# Animal Plastics Enclosure - seeking recommendations



## lizardwizard (May 21, 2018)

I am in the process of planning a custom order with Animal Plastics for a tegu enclosure. Whereas I know I could have someone build me a custom much cheaper, I am really set on an AP enclosure. That being said, I have some questions about customizations for the enclosure.

*I am asking that the door positioning be raised up to about 8" for substrate depth. Is this sufficient? *

In regards to lighting, they've said they can add an 18" T8 fluorescent fixture and/or incandescent sockets inside the cage. I am a little torn as to what lighting I should go with -- I know they require a hot basking spot and UVB lighting, but they also need to be able to be able to get away from the UVB, too. 

I'm not really sure what the best choice for lighting, here. I need to clarify now how many incandescent sockets I could have put in. *Would an 18" T8 be enough to provide UVB?* I could have it installed more closely to one side so the tegu could escape the UVB, and then use the incandescent sockets for basking/ceramic heat emitter, etc.

*Venting is another option they offered. I was thinking of having it installed on on the upper back wall or ceiling. Thoughts on this?*

Any opinions or advice would be greatly appreciated!


----------



## Walter1 (May 22, 2018)

Welcome. I can help in a few of your questions. I hope others will too and you can make good decisions. I think that 6-8" in substrate depth is fine. Cross-ventilation is very important. qith vents on either sideyou have the option of controlling air flow, especially if a small external fan is on one side. Upper-middle placement is fine. 

Several members here have a lot of experience and expertise with lighting.

Make sure the hide at one end is in the mid-upper 70s and ambient grades to 80s before hot basking site of 110-115 F during active season.


----------



## Skeep (May 23, 2018)

Hey, that should be a pretty nice enclosure!

Like Walter says I think your substrate depth is ok.

§ **DATA PROVIDED**
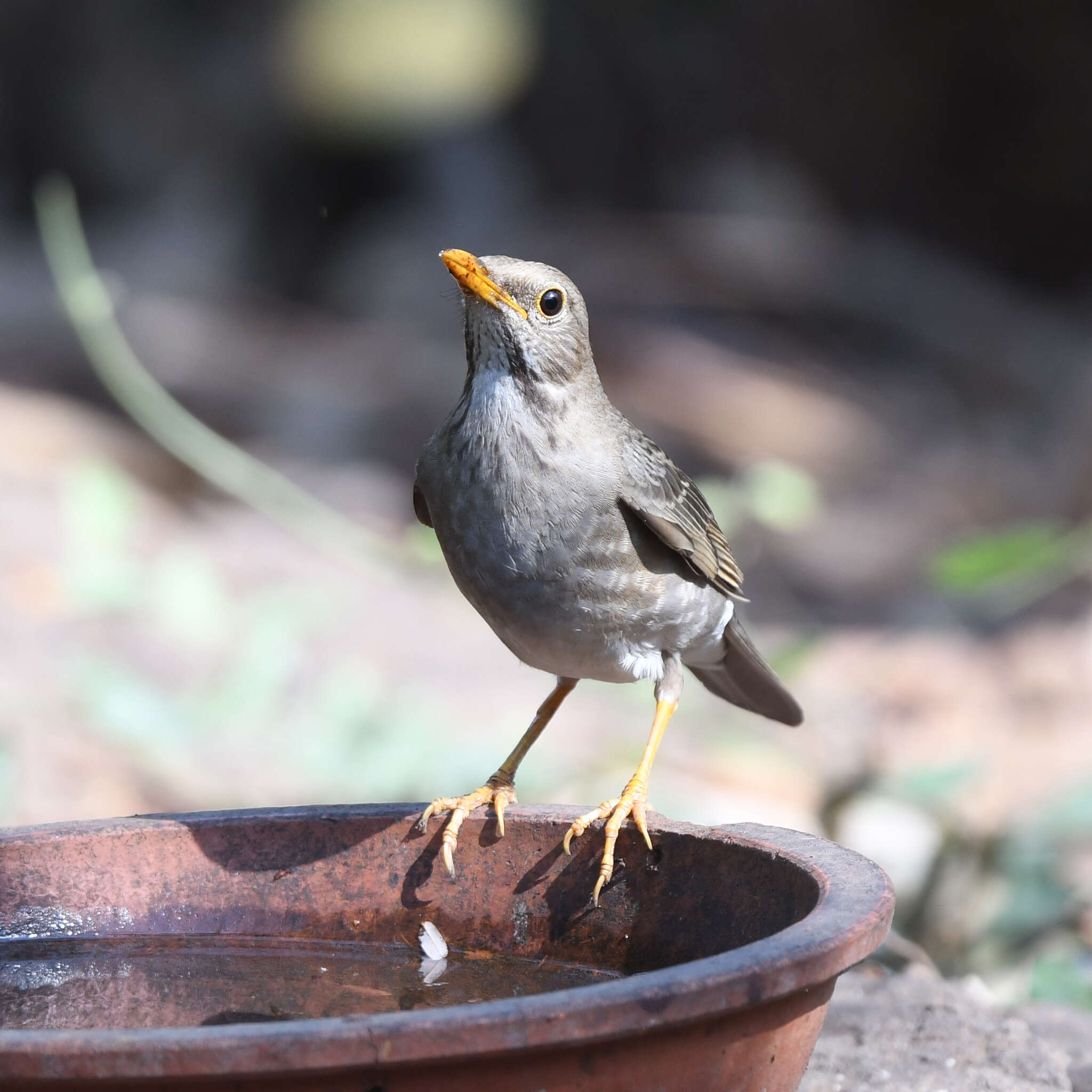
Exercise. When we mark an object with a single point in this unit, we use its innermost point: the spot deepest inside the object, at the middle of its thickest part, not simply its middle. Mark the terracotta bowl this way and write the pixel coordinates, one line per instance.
(729, 940)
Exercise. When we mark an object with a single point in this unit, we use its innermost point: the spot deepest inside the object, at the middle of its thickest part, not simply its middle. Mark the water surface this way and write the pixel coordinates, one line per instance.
(178, 982)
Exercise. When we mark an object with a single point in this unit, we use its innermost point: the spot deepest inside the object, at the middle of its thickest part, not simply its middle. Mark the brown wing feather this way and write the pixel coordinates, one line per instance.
(674, 508)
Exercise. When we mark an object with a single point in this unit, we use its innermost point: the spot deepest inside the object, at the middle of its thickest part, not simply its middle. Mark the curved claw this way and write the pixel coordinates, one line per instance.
(599, 888)
(580, 825)
(501, 793)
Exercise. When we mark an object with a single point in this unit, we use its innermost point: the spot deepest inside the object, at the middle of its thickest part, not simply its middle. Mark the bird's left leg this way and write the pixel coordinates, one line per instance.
(501, 789)
(635, 795)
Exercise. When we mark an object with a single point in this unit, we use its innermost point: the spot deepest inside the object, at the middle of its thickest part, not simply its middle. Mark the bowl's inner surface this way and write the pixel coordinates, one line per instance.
(246, 918)
(179, 982)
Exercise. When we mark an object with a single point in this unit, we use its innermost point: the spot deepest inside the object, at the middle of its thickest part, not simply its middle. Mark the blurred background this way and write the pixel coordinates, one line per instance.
(838, 260)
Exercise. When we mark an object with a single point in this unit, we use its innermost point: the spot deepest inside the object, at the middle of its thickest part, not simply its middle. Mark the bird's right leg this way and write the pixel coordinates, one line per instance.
(501, 789)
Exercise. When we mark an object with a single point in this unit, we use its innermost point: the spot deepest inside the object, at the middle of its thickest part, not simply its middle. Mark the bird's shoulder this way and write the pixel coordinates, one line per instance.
(670, 504)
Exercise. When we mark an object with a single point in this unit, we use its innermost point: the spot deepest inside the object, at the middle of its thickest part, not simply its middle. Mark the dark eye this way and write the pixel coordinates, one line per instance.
(551, 303)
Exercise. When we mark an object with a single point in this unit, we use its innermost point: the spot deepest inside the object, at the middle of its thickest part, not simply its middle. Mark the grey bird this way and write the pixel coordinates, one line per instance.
(576, 537)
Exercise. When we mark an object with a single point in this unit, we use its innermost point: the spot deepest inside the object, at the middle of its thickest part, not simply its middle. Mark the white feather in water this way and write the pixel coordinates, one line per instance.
(431, 942)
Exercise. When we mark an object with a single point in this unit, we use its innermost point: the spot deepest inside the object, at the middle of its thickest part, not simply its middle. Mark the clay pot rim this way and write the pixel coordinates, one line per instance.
(850, 921)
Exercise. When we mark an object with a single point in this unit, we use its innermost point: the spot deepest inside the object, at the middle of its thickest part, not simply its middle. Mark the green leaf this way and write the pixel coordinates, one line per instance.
(781, 495)
(933, 785)
(983, 563)
(1061, 979)
(100, 506)
(187, 598)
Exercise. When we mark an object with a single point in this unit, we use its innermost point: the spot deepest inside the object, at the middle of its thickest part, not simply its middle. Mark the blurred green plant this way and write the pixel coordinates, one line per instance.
(90, 308)
(1013, 567)
(99, 513)
(771, 493)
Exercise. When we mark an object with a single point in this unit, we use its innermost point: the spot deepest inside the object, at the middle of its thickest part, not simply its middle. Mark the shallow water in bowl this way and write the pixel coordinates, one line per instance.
(178, 982)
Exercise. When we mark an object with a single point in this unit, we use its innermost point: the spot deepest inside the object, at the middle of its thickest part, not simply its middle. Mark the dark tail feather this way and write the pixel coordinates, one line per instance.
(747, 680)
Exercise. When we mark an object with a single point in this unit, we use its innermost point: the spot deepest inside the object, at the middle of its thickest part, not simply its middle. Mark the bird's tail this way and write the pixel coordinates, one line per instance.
(747, 680)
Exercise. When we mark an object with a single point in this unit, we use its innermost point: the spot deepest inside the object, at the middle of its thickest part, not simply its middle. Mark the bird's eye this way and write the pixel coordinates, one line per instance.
(551, 303)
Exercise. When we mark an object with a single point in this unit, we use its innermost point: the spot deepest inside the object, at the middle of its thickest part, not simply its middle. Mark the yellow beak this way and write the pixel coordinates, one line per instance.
(474, 281)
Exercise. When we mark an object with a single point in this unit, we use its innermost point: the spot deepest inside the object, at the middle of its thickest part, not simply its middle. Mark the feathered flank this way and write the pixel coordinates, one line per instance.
(674, 509)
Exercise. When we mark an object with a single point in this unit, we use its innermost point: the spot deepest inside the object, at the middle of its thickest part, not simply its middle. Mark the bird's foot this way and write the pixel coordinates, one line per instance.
(631, 803)
(498, 791)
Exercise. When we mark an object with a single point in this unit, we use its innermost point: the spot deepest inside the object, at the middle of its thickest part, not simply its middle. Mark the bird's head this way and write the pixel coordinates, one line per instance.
(524, 318)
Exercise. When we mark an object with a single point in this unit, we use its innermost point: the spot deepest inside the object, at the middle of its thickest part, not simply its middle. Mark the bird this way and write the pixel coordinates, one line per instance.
(585, 549)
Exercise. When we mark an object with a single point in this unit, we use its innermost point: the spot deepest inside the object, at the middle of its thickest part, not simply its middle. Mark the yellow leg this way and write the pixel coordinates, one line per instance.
(632, 802)
(501, 789)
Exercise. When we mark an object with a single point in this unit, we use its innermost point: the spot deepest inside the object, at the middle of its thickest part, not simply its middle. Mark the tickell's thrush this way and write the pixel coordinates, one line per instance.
(583, 547)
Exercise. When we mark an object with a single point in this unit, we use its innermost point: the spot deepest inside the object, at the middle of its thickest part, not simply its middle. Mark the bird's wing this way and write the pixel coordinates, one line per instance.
(421, 506)
(673, 507)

§ **SET OF TASKS**
**1.** In the thread about the tegu enclosure, rewrite the paragraph that begins "In regards to lighting" as a short list that keeps its main facts.
**2.** Carry on the thread about the tegu enclosure from the point where it stops.

§ **RESPONSES TO THE TASKS**
**1.**
- Animal Plastics can add an 18" T8 fluorescent fixture and/or incandescent sockets inside the cage.
- The poster is torn about which lighting to choose.
- Tegus need a hot basking spot and UVB lighting.
- They also need to be able to get away from the UVB.

**2.**
For lighting I would suggest getting more sockets is better than not having enough. That way you'll have options once you have the enclosure and can test things out. I would only put incandescent sockets on the hot side, where the basking area is. However some people have a heater above the water dish which doesn't sound like a bad idea either.

I haven't checked these enclosures, but I would imagine adding more sockets or vents in the future will be easy enough if you need! So you can still change your mind later


----------



## EnjoysWine (May 24, 2018)

I'm using a Mega-Ray, which provides all of the UV needed (plus heat) and it lasts a long time without much reduction in UV output. You just need to make sure you have enough height to the enclosure if you are putting it inside since it has to be a certain distance from the reptile. What is the height inside the enclosure?


----------



## EnjoysWine (May 24, 2018)

Walter1 said:


> Welcome. I can help in a few of your questions. I hope others will too and you can make good decisions. I think that 6-8" in substrate depth is fine. Cross-ventilation is very important. qith vents on either sideyou have the option of controlling air flow, especially if a small external fan is on one side. Upper-middle placement is fine.
> 
> Several members here have a lot of experience and expertise with lighting.
> 
> Make sure the hide at one end is in the mid-upper 70s and ambient grades to 80s before hot basking site of 110-115 F during active season.



Hi Walter. I'm surprised about your mention of possibly using a fan for ventilation. I would have thought that would be counter productive to keeping a high humidity within the enclosure. Maybe the use of a fan would depend on the humidity outside of the enclosure? In my dry winters (here in Canada), I think forcing dry air into the enclosure would cause problems keeping a reasonable humidity.


----------



## lizardwizard (May 24, 2018)

EnjoysWine said:


> I'm using a Mega-Ray, which provides all of the UV needed (plus heat) and it lasts a long time without much reduction in UV output. You just need to make sure you have enough height to the enclosure if you are putting it inside since it has to be a certain distance from the reptile. What is the height inside the enclosure?



The height inside the enclosure should be 36" and the substrate would be 6-8". I've read good things about Mega-Ray, but have never used one with any other reptiles before. Is one Mega-Ray sufficient enough for the entire enclosure? My enclosure length will be at least 84" long.


----------



## Walter1 (May 24, 2018)

EnjoysWine said:


> Hi Walter. I'm surprised about your mention of possibly using a fan for ventilation. I would have thought that would be counter productive to keeping a high humidity within the enclosure. Maybe the use of a fan would depend on the humidity outside of the enclosure? In my dry winters (here in Canada), I think forcing dry air into the enclosure would cause problems keeping a reasonable humidity.


Then, I'm wrong. I forgot how dry it can get in a northern house in the winter. My concern is stagnant air. Perhaps a small fan could at certain times pull air out of the enclosure.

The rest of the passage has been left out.